■ **WHAT TO PRODUCE**:
The full data, repeated exactly, is the only answer needed.

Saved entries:
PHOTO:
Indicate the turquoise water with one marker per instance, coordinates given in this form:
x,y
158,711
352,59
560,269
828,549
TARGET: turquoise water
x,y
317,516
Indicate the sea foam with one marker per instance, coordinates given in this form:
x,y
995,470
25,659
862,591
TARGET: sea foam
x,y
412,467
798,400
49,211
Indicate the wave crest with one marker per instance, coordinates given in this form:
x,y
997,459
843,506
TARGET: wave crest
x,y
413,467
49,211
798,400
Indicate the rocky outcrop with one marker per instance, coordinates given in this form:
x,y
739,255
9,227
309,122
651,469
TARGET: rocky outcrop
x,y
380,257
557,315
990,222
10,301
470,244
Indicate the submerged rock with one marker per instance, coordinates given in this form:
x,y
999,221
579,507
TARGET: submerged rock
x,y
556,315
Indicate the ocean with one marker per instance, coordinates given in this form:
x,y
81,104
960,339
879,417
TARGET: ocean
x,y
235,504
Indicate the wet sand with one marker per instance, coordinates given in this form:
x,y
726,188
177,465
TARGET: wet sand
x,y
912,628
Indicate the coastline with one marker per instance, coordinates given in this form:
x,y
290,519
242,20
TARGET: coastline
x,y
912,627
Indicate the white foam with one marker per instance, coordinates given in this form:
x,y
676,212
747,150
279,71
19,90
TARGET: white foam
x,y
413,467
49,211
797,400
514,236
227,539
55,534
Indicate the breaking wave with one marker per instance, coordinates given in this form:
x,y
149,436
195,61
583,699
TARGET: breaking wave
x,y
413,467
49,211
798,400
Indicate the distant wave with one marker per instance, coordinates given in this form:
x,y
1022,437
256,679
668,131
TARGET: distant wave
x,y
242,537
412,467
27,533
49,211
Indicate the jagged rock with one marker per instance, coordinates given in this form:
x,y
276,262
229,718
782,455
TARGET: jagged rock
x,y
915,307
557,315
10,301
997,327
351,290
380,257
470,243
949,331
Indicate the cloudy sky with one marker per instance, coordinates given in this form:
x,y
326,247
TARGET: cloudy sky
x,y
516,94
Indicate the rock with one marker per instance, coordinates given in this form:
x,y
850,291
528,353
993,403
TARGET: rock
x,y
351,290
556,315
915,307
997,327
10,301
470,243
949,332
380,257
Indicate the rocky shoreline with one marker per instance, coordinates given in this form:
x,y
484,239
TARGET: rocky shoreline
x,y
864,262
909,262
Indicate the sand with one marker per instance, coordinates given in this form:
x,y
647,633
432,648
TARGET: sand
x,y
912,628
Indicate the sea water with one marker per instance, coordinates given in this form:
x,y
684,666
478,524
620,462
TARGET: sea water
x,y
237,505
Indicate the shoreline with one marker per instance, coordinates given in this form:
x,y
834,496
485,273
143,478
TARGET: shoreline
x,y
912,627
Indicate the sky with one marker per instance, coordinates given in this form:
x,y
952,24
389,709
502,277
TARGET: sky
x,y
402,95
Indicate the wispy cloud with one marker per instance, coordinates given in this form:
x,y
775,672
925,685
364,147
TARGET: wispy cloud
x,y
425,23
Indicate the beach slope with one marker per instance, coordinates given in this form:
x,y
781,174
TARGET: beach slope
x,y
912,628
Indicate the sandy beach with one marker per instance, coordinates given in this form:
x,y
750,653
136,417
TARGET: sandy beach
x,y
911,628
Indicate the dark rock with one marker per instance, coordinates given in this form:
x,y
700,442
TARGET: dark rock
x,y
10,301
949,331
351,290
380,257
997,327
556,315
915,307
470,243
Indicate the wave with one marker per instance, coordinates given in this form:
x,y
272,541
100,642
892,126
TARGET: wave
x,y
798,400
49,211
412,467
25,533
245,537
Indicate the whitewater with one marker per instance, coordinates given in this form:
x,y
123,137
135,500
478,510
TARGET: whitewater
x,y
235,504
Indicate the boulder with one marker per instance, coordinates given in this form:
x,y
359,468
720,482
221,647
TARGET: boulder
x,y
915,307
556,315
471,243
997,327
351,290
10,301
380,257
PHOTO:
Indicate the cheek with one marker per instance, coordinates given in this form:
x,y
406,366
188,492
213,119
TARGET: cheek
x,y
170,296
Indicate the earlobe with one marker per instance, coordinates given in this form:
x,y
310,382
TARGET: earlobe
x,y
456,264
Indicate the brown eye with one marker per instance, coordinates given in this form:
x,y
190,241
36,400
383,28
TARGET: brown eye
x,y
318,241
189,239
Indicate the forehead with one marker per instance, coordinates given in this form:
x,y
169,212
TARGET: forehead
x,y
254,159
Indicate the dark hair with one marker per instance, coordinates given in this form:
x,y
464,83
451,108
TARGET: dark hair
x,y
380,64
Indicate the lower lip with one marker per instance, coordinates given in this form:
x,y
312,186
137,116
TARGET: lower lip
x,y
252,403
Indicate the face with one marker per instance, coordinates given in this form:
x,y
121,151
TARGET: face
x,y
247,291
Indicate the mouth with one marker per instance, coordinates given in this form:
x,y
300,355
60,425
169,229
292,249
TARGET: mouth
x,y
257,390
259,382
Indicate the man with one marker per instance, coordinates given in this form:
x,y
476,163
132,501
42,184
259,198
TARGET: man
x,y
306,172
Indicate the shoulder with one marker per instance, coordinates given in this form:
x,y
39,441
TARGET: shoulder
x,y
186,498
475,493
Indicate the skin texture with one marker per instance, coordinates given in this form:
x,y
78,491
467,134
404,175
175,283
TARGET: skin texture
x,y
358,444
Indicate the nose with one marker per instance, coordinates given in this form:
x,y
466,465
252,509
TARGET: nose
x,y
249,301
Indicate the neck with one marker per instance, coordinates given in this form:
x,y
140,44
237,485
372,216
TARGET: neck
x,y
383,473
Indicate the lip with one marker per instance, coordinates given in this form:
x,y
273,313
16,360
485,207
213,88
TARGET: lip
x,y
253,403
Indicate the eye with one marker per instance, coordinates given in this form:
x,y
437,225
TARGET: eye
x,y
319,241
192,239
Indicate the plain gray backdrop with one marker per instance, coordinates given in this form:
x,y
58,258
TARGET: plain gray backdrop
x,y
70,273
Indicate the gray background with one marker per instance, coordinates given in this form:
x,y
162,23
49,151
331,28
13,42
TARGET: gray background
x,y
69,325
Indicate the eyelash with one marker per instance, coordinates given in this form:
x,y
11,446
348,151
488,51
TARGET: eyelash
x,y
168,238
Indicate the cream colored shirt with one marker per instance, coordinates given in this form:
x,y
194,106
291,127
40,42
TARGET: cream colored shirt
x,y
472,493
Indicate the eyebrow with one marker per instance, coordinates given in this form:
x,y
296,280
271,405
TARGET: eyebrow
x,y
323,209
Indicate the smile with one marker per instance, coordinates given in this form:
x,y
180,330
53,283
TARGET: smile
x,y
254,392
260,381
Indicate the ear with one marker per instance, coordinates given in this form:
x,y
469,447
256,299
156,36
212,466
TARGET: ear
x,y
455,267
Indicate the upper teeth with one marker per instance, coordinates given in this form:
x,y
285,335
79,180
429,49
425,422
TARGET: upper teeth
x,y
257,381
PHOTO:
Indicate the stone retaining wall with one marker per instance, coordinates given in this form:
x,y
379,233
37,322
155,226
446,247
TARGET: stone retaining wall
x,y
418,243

■ **SOLUTION TO THIS EXERCISE**:
PHOTO:
Indicate the turquoise water with one marker per instance, coordinates given in this form:
x,y
158,711
352,59
560,269
828,549
TARGET: turquoise water
x,y
317,516
Indicate the sea foam with one marker per instance, coordinates given in this form:
x,y
995,470
25,659
862,591
TARGET: sea foam
x,y
412,467
798,400
49,211
Indicate the wave crest with one marker per instance, coordinates given in this form:
x,y
997,459
843,506
TARGET: wave crest
x,y
413,467
49,211
798,400
Indicate the rocky outcrop with one marker per instance, coordinates given in this form:
x,y
739,255
9,227
309,122
651,469
TARGET: rocky outcrop
x,y
380,257
557,315
990,222
10,301
470,244
Indicate the submerged rock with one marker per instance, coordinates given in this form:
x,y
999,221
579,507
TARGET: submerged rock
x,y
556,315
Indicate the ocean with one marker per instance, coordinates given in this form:
x,y
81,104
960,339
879,417
TARGET: ocean
x,y
235,504
Indicate the wet sand with one marker per instance, coordinates given in this form:
x,y
726,188
177,465
TARGET: wet sand
x,y
912,628
Indicate the coastline with one marker per instance, coordinates given in this form:
x,y
290,519
242,20
TARGET: coastline
x,y
912,627
Indicate the white foam with one marker per instance, coordinates given in this form:
x,y
676,212
747,150
279,71
19,90
TARGET: white foam
x,y
413,467
49,211
797,400
514,236
227,539
55,534
Indicate the breaking wave with one marker per instance, coordinates given in this form:
x,y
149,436
195,61
583,699
TARGET: breaking wave
x,y
413,467
49,211
798,400
Indicate the distant wave with one marker per instance, coordinates given in this form:
x,y
1022,437
256,679
668,131
TARGET: distant wave
x,y
242,537
412,467
27,533
49,211
Indicate the jagged rock with one marker per instance, coordinates given in this form:
x,y
276,262
229,718
782,455
TARGET: jagged rock
x,y
915,307
557,315
10,301
997,327
351,290
380,257
470,243
949,331
Indicate the cloudy sky with one marker per instance, coordinates given in this form:
x,y
326,247
TARGET: cloudy sky
x,y
516,94
Indicate the rock with one marker per instance, coordinates given in this form:
x,y
850,291
528,353
993,403
TARGET: rock
x,y
351,290
556,315
915,307
997,327
10,301
470,243
949,332
380,257
Indicate the rocky shoreline with one marker per instance, coordinates given in this form:
x,y
484,239
TARGET: rocky shoreline
x,y
864,262
909,262
Indicate the sand with one marker per instance, coordinates given in this form:
x,y
647,633
432,648
TARGET: sand
x,y
912,628
Indicate the sea water with one marker per instance, coordinates given in this form:
x,y
684,666
478,524
620,462
TARGET: sea water
x,y
237,505
Indicate the shoreline with one marker per instance, coordinates given in this form:
x,y
834,496
485,273
143,478
TARGET: shoreline
x,y
912,627
Indicate the sky with one marker per instance, coordinates given in this form:
x,y
952,24
389,709
502,277
TARGET: sky
x,y
402,95
Indicate the wispy cloud with one marker per instance, coordinates given in this form:
x,y
775,672
925,685
364,147
TARGET: wispy cloud
x,y
425,23
Indicate the beach slope with one marker per instance, coordinates given in this form:
x,y
781,174
TARGET: beach slope
x,y
912,628
Indicate the sandy beach with one marker per instance, coordinates given in this form:
x,y
750,653
136,417
TARGET: sandy beach
x,y
911,628
Indicate the dark rock with one marker per instance, coordinates given in this form:
x,y
700,442
TARGET: dark rock
x,y
10,301
949,331
351,290
380,257
997,327
556,315
915,307
470,243
Indicate the wave with one marker per instance, coordinates given in this form:
x,y
272,541
100,642
892,126
TARGET: wave
x,y
798,400
49,211
412,467
25,533
245,537
Indicate the whitewater with one marker per instance, coordinates given in this form:
x,y
123,137
135,500
478,510
TARGET: whitewater
x,y
235,504
Indicate the boulder with one marker per instance, coordinates given in this form:
x,y
359,468
720,482
221,647
TARGET: boulder
x,y
915,307
556,315
471,243
997,327
351,290
10,301
380,257
PHOTO:
Indicate the cheek with one marker per instance, coordinates given in this form:
x,y
406,366
188,492
213,119
TARGET: cheek
x,y
170,296
Indicate the earlobe with one marker per instance, coordinates given in this form:
x,y
310,382
TARGET: earlobe
x,y
456,264
Indicate the brown eye with one marker per instance, coordinates given in this form:
x,y
190,241
36,400
383,28
TARGET: brown eye
x,y
318,241
189,239
Indicate the forehead with one marker per instance, coordinates given in this form:
x,y
169,212
TARGET: forehead
x,y
254,159
Indicate the dark hair with one marker per instance, coordinates given in this form:
x,y
464,83
451,108
TARGET: dark hair
x,y
380,64
Indicate the lower lip with one marker per instance, coordinates given in this form:
x,y
312,186
137,116
TARGET: lower lip
x,y
252,403
Indicate the face with one marker per instance, coordinates given in this form:
x,y
121,151
TARGET: face
x,y
247,291
Indicate the mouth with one marker per instance, coordinates given in this form:
x,y
300,355
60,425
169,229
292,249
TARGET: mouth
x,y
257,390
259,382
Indicate the man with one marker per instance, coordinates given in this form:
x,y
476,163
132,501
42,184
259,198
TARGET: man
x,y
306,172
Indicate the shoulder with one marker per instance, coordinates given in this form:
x,y
39,441
TARGET: shoulder
x,y
186,498
475,493
Indicate the skin texture with one marker per instance, coordinates given in this form:
x,y
78,491
467,134
404,175
175,283
TARGET: skin texture
x,y
358,444
Indicate the nose with one marker per instance, coordinates given in this form:
x,y
466,465
252,509
TARGET: nose
x,y
249,301
Indicate the neck with one marker per instance, coordinates given in this form:
x,y
140,44
237,485
372,216
TARGET: neck
x,y
383,473
Indicate the lip with one marker per instance, coordinates given in this form:
x,y
273,313
16,360
485,207
213,88
TARGET: lip
x,y
253,403
Indicate the eye with one marker per instance, coordinates given in this form:
x,y
437,225
TARGET: eye
x,y
319,241
192,239
Indicate the plain gray backdrop with one marker per instance, coordinates given in this form:
x,y
58,258
TARGET: plain gray backdrop
x,y
70,273
Indicate the gray background with one marker per instance, coordinates given in this form:
x,y
162,23
49,151
331,28
13,42
TARGET: gray background
x,y
69,325
Indicate the eyelash with one marker per instance, coordinates given in this form:
x,y
11,446
348,151
488,51
TARGET: eyelash
x,y
168,238
Indicate the cream colored shirt with one marker per instance, coordinates given in this form:
x,y
194,106
291,127
40,42
TARGET: cream colored shirt
x,y
472,493
Indicate the eyebrow with one marker per instance, coordinates given in this form:
x,y
296,280
271,405
TARGET: eyebrow
x,y
323,209
Indicate the smile with one marker per instance, coordinates given in this form:
x,y
180,330
53,283
TARGET: smile
x,y
254,392
260,381
Indicate the ear with one marker per instance, coordinates given in this form:
x,y
469,447
256,299
156,36
212,466
TARGET: ear
x,y
455,267
Indicate the upper teeth with one marker per instance, coordinates given in this form:
x,y
285,335
79,180
429,49
425,422
TARGET: upper teeth
x,y
257,381
PHOTO:
Indicate the stone retaining wall with one marker per instance, coordinates given in this form:
x,y
379,233
37,322
155,226
446,247
TARGET: stone retaining wall
x,y
418,243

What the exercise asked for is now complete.